◆ **Task details**: Reproduce the entries verbatim, from the line containing "Highlight the downspout" through the end of the entries, inclusive.

☆ ☆ ☆ ☆

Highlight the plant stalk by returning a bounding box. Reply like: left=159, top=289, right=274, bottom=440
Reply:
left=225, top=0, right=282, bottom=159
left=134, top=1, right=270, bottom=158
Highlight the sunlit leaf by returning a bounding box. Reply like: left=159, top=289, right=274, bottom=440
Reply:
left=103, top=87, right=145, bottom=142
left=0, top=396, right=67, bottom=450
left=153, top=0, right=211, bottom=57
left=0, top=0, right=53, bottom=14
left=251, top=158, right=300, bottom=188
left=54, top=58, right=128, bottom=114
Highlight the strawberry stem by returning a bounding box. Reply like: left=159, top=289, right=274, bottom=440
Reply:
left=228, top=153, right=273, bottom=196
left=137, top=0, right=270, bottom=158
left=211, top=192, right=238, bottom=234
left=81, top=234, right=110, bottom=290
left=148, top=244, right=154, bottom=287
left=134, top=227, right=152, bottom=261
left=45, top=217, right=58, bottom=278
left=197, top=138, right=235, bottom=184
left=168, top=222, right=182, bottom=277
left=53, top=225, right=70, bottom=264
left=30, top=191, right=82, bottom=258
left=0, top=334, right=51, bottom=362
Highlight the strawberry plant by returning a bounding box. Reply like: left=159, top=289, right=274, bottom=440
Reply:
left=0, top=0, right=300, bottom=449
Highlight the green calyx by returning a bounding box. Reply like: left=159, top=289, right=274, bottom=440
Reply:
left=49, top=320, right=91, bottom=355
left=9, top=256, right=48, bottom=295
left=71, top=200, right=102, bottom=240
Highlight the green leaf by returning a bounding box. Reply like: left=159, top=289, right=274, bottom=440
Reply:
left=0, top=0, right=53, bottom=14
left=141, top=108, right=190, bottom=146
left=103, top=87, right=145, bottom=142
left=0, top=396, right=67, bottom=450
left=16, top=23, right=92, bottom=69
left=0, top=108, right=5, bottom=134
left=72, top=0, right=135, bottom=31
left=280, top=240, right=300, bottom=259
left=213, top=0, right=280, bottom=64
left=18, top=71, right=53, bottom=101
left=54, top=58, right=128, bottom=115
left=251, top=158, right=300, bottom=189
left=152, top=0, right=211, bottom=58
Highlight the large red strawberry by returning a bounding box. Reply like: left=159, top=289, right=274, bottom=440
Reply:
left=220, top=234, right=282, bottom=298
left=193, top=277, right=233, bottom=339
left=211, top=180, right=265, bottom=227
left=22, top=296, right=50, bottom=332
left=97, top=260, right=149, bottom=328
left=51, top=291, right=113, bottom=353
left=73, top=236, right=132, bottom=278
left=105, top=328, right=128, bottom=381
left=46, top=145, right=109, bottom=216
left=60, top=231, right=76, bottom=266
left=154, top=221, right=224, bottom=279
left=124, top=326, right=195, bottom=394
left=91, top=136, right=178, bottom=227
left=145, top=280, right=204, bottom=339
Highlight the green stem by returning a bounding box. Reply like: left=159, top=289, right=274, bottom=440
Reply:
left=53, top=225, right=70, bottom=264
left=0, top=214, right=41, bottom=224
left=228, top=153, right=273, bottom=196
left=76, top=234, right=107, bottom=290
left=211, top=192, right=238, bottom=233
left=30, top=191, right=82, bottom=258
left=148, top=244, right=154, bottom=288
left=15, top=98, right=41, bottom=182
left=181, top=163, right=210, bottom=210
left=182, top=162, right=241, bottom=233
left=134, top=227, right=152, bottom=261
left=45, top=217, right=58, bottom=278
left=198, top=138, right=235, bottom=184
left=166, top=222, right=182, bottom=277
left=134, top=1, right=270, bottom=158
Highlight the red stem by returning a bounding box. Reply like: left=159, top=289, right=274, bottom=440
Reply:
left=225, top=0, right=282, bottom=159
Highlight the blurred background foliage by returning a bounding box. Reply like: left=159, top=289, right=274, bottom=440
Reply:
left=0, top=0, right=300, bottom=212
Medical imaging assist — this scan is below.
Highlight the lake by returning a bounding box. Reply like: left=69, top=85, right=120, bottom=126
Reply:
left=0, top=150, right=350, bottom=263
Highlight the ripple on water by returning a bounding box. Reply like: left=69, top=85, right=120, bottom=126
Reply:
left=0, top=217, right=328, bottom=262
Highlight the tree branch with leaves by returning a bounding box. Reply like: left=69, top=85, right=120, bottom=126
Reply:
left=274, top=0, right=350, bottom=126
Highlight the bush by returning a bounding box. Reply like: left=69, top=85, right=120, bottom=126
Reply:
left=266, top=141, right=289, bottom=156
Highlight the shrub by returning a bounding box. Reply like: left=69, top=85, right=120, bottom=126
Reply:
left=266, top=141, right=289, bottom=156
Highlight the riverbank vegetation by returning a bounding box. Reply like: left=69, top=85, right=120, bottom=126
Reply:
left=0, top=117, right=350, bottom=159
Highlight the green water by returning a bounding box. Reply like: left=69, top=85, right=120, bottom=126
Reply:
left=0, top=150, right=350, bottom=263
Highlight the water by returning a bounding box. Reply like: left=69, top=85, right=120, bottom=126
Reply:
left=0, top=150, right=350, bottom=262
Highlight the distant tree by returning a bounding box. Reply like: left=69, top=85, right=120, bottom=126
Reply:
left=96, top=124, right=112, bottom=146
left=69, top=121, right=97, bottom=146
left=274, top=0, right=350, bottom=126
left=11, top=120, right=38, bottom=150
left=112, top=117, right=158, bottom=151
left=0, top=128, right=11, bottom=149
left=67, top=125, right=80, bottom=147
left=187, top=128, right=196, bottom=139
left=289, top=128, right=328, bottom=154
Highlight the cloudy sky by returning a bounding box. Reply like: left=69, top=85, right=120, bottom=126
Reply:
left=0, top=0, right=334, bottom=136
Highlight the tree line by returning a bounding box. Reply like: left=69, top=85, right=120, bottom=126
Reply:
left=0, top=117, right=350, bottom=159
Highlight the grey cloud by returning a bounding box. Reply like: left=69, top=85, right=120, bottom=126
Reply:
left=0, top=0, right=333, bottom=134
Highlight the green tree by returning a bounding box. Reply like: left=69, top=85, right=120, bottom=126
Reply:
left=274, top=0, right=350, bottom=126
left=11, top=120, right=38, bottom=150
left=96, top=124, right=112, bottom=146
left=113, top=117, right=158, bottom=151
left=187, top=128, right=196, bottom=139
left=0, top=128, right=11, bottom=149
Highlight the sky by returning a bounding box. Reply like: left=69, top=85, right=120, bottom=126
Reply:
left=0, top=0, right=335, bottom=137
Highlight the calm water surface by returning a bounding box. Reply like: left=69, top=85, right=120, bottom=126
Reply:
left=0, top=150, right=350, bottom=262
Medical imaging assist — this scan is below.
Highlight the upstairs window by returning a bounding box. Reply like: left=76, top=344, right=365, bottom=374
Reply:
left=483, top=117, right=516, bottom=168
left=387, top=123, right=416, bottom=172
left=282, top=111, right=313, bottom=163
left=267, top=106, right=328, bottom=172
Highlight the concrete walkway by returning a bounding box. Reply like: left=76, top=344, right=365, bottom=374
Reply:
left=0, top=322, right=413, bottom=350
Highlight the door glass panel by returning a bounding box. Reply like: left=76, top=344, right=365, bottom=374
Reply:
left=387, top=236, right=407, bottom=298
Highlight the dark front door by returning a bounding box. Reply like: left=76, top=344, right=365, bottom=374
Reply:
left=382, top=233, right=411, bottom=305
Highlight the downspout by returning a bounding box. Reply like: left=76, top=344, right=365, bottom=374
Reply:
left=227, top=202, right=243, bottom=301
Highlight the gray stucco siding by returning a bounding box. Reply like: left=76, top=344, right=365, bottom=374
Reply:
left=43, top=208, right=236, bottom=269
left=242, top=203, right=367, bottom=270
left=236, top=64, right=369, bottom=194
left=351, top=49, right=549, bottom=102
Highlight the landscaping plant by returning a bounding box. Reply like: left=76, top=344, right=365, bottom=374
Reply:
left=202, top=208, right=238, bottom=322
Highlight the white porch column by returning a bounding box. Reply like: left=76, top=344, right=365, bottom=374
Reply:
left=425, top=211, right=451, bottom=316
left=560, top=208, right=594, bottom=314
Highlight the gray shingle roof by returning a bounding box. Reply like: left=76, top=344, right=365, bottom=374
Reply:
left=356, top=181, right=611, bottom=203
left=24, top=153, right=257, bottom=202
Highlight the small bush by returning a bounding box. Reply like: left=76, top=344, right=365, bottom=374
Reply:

☆ ☆ ☆ ☆

◆ **Final result**:
Highlight the downspout by returning a bounding box. Reply like: left=76, top=344, right=365, bottom=374
Reply:
left=227, top=202, right=243, bottom=301
Highlight the gray stucco siding by returning a bounding box. Reply like: left=76, top=344, right=365, bottom=374
Reply:
left=43, top=208, right=236, bottom=269
left=242, top=203, right=367, bottom=270
left=236, top=64, right=369, bottom=194
left=351, top=49, right=549, bottom=102
Highlight the landscaping plant by returning a bounding box. Reply like: left=76, top=344, right=365, bottom=374
Reply:
left=202, top=208, right=238, bottom=322
Highlight the white porch column by returning a bounding box. Reply like: left=76, top=344, right=365, bottom=374
Reply:
left=425, top=211, right=451, bottom=316
left=560, top=208, right=594, bottom=314
Highlight the gray shingle roof by returning a bounding box. Reply like: left=76, top=344, right=365, bottom=374
Reply:
left=356, top=181, right=611, bottom=203
left=24, top=153, right=257, bottom=202
Highlight the small bush by returning a bounding box. Reply like: left=76, top=344, right=365, bottom=374
Reply:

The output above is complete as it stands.